(Pointing lines)
● ● ● ● ● ● ●

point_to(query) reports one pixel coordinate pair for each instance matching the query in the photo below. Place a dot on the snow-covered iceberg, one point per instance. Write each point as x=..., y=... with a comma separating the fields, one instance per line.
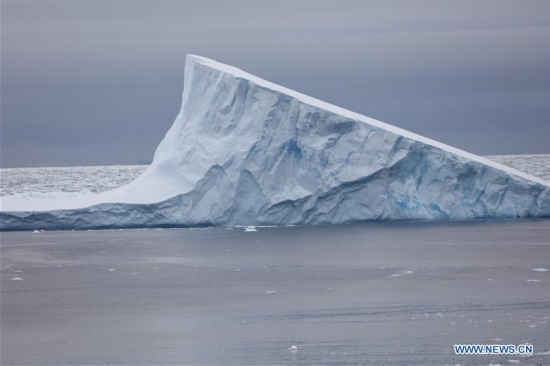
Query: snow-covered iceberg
x=244, y=151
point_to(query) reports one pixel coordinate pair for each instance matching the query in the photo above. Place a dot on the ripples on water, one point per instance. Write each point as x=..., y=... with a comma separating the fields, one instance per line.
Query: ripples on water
x=104, y=178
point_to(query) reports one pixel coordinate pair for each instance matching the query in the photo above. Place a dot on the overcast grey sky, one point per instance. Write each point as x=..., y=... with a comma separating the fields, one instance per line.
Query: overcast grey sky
x=88, y=82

● ● ● ● ● ● ●

▶ What the task asks:
Copy out all of the lines above word for word, omitting the picture.

▶ Final answer:
point_to(query) reports one pixel coordinate pair for each instance matching the query in the photo below. Place a dot on the snow-covered iceberg, one point per instance. Write each point as x=..., y=... with a comma separating the fields, one instance per line.
Query: snow-covered iceberg
x=244, y=151
point_to(query) reports one pixel coordinate pair for each instance matching the query in the photo above. Place a dot on the ripples on water, one point per instance. Write each point as x=..., y=... with a comma separating the fields, one instance per line.
Query: ripples on water
x=104, y=178
point_to(query) reports one pixel coordinate pair for each instance matching the query in the photo above. Place a dot on the overcast grey sky, one point per instance. Write each point as x=..., y=... with a comma separating the fields, one instance per line.
Query: overcast grey sky
x=88, y=82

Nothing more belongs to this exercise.